>> begin Supplied records

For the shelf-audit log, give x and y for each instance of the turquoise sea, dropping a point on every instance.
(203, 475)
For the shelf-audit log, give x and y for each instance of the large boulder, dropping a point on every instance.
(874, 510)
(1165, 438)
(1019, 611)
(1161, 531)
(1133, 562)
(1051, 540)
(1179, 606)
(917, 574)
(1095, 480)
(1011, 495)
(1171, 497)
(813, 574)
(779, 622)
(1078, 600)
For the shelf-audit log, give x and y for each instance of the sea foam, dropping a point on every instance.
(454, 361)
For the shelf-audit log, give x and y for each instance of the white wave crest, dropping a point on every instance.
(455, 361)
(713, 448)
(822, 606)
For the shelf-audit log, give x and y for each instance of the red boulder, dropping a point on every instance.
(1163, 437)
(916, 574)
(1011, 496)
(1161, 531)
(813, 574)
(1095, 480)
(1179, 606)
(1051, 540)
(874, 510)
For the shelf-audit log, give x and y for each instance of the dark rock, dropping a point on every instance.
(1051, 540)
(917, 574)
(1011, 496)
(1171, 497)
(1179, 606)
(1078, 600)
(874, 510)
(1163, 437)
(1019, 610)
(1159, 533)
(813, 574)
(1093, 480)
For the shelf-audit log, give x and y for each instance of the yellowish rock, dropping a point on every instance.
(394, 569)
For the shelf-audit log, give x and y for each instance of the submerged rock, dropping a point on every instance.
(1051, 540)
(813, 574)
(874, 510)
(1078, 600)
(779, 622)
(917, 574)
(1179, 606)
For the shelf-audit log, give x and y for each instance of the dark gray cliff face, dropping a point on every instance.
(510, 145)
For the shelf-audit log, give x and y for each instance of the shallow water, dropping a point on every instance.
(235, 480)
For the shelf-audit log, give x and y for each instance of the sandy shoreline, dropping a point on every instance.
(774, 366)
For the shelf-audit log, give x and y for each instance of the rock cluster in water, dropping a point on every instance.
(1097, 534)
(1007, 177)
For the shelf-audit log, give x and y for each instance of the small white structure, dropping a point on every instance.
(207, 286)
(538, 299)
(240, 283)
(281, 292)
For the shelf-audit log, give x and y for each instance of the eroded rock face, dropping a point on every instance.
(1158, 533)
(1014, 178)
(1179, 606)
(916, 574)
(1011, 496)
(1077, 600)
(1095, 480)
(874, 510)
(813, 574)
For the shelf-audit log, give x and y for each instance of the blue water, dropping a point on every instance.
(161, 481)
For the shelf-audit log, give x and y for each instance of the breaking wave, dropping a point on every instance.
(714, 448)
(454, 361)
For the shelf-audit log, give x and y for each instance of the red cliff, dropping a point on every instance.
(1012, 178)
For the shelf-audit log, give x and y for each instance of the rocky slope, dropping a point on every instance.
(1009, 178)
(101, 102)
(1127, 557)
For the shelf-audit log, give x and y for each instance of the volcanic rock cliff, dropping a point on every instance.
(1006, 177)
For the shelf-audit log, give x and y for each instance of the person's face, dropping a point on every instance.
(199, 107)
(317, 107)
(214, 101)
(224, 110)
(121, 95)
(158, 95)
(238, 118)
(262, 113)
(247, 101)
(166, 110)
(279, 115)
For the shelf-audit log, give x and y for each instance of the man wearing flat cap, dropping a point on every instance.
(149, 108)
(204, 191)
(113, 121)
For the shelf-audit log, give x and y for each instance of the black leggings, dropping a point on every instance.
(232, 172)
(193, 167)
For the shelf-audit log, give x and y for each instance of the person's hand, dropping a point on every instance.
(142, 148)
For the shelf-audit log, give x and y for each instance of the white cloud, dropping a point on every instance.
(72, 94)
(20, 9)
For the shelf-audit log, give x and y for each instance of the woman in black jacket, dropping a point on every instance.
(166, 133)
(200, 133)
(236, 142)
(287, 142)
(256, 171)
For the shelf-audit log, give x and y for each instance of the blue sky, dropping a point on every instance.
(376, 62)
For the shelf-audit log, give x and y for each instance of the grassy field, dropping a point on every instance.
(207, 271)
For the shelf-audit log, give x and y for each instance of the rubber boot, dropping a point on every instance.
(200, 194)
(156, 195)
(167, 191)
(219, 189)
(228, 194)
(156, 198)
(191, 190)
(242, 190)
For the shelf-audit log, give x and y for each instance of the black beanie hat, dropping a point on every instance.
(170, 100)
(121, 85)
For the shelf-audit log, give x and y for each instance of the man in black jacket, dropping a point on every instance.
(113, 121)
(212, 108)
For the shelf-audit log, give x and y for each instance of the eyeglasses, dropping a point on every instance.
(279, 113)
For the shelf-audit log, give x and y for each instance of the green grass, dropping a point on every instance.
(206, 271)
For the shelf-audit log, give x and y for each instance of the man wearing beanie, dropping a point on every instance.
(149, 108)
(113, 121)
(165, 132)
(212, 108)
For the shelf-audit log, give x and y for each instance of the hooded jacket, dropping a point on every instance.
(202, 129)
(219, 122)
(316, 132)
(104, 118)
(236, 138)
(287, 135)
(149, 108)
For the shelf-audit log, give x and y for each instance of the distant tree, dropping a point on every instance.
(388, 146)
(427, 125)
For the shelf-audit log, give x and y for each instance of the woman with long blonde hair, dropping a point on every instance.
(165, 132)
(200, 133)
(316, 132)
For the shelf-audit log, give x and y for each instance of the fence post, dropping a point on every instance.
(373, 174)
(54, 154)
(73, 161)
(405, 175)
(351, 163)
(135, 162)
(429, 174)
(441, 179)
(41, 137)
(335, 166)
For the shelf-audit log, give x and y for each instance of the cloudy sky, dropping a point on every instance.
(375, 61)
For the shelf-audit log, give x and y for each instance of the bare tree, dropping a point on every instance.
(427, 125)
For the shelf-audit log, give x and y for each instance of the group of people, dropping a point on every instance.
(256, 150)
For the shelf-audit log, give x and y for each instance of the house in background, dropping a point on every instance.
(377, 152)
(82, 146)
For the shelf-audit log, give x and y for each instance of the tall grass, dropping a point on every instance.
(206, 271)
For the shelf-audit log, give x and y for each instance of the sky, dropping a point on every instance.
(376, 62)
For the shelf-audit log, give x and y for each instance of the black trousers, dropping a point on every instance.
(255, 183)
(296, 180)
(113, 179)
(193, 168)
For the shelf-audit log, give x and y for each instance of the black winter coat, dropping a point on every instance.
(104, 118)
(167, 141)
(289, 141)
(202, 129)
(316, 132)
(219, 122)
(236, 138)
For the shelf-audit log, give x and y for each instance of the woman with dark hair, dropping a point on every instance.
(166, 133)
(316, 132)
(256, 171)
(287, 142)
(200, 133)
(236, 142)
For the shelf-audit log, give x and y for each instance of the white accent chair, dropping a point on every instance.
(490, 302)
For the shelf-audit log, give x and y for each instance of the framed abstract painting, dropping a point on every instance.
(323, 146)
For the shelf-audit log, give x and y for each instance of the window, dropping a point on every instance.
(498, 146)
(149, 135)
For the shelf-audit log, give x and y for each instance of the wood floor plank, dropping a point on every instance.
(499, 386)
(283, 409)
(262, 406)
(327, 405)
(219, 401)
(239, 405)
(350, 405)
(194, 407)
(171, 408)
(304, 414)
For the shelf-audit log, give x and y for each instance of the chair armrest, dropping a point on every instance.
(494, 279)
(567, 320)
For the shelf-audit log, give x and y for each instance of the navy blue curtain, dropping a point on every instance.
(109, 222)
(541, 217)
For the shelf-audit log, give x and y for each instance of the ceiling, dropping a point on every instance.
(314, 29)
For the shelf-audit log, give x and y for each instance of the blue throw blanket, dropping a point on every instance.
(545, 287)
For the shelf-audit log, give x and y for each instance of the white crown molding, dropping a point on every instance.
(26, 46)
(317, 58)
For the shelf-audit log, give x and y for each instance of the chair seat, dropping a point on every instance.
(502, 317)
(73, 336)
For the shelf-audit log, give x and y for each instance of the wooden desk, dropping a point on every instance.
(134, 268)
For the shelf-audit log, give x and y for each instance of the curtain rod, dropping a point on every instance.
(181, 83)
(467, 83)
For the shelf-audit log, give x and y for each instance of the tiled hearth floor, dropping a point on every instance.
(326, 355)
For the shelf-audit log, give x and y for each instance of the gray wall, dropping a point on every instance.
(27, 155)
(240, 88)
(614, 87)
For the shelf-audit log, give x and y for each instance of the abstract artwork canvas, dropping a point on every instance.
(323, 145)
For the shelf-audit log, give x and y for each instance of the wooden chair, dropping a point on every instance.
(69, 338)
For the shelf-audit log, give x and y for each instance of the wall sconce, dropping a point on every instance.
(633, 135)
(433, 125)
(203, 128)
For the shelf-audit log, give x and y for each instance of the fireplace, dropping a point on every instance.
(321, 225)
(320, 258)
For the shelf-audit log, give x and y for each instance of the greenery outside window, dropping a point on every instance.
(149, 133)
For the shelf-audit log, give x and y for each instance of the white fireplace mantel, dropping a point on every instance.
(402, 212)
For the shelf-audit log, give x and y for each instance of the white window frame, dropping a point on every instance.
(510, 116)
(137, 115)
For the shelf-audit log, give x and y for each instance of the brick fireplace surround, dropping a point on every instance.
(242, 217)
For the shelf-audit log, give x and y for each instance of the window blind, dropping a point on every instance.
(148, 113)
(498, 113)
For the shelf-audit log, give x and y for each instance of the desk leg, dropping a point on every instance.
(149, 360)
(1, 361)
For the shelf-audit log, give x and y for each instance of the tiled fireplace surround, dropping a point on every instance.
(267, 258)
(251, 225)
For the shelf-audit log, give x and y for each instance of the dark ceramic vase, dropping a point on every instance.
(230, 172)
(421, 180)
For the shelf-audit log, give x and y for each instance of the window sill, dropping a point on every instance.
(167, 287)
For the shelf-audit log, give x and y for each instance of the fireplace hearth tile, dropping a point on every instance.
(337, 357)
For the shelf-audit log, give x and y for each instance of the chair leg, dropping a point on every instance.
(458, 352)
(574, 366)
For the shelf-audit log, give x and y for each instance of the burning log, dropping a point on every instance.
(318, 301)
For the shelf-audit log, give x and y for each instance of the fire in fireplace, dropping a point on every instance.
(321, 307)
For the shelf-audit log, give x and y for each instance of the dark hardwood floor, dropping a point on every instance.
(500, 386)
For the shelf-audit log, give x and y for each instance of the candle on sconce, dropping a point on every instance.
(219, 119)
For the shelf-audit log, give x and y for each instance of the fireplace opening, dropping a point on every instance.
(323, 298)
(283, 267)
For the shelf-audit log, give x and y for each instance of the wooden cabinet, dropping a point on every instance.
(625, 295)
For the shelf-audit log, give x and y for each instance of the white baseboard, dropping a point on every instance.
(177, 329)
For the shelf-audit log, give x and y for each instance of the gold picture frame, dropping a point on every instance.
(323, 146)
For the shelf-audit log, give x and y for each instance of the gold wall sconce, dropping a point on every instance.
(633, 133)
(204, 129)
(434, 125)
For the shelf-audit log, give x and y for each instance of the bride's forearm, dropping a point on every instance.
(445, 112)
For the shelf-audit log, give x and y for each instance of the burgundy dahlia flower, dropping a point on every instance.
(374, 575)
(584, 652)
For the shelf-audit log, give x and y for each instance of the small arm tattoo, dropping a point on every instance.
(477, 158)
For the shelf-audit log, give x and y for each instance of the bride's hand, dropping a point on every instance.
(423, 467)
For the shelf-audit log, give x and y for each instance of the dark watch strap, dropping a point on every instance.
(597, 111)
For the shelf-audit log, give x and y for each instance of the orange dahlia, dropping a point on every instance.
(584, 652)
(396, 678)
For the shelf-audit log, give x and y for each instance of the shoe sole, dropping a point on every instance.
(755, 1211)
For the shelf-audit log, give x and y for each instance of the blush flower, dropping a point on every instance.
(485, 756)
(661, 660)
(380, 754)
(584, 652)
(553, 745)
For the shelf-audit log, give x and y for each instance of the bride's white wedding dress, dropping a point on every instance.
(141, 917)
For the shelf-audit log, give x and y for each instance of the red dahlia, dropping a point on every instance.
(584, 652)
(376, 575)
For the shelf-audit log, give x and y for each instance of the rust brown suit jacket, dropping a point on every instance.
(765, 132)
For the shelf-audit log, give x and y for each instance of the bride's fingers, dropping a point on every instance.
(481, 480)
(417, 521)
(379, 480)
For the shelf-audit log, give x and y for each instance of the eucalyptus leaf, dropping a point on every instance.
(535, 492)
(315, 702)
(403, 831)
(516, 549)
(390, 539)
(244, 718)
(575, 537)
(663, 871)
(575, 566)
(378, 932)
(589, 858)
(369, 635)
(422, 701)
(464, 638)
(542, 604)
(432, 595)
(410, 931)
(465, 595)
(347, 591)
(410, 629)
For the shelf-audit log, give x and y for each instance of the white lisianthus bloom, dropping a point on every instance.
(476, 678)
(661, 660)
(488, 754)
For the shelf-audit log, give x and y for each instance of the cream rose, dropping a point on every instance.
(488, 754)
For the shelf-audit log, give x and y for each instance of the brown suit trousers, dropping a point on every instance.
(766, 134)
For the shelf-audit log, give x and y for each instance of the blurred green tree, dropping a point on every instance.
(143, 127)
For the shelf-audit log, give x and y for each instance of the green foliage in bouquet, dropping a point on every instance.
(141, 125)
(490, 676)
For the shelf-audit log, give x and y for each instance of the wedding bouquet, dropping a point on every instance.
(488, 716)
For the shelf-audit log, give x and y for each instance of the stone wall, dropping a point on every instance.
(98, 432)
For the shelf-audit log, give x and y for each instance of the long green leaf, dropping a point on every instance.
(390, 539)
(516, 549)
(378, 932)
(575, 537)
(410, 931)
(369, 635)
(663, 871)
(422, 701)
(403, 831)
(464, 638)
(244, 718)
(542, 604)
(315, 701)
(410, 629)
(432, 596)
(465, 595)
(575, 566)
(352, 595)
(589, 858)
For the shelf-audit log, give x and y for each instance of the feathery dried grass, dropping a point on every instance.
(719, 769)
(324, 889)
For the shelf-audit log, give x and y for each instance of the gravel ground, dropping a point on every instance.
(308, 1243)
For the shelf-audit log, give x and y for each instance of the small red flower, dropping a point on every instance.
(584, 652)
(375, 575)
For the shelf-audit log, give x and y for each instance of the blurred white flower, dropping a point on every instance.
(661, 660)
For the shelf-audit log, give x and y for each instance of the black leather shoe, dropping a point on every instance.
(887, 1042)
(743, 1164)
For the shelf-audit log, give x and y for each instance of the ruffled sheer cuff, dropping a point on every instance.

>> end Supplied records

- [What you are asked to do] Take every line from the one containing "bloom, dropping a point on every instance." to the end of the listing and output it exactly, with nothing else.

- [Result for this exercise]
For the shelf-audit log, give x and y for each instance of the white lisianthus bloom, dropping a point on every instance.
(476, 678)
(661, 660)
(488, 754)
For the shelf-audit log, give x and y for each instance of the cream rose, dropping a point on every instance.
(488, 754)
For the shelf-audit log, give x and y for each instance of the brown suit trousers, dropping a point on every instance.
(766, 134)
For the shelf-audit log, give x and y for each instance of the blurred green tree, dropping a point on every instance.
(143, 127)
For the shelf-audit log, give x and y for each instance of the green foliage in bouquet, dropping a point on every instance.
(141, 125)
(490, 676)
For the shelf-audit log, give x and y for each instance of the wedding bouquet, dropping a point on every instance.
(488, 716)
For the shelf-audit log, give x and y for each instance of the stone wall, dropping a point on every instance.
(98, 432)
For the shelf-audit log, give x and y for each instance of the long green leaf, dropping a point on every instance.
(390, 539)
(516, 549)
(378, 932)
(575, 537)
(410, 931)
(369, 635)
(663, 871)
(422, 701)
(403, 831)
(464, 638)
(244, 718)
(542, 604)
(315, 701)
(410, 629)
(432, 596)
(465, 595)
(575, 566)
(352, 595)
(589, 858)
For the shelf-audit log, give x and y for each instance of the feathery dried grass, dropping a point on every instance.
(719, 769)
(324, 889)
For the shelf-audit log, give x and y for each instance of the gravel ground, dropping a point on every instance.
(308, 1243)
For the shelf-audit log, give x and y for each instance of the small red flower, dropping a point on every instance.
(584, 652)
(375, 575)
For the shelf-audit log, give x and y for each instance of the blurred white flower, dropping a point on every instance.
(661, 660)
For the shelf-audit log, give x and y for each instance of the black leather shoe, dropping a point on every instance.
(887, 1042)
(743, 1164)
For the shelf-audit log, give x and y for each instance of the ruffled sheer cuff, dropping a point on every instance.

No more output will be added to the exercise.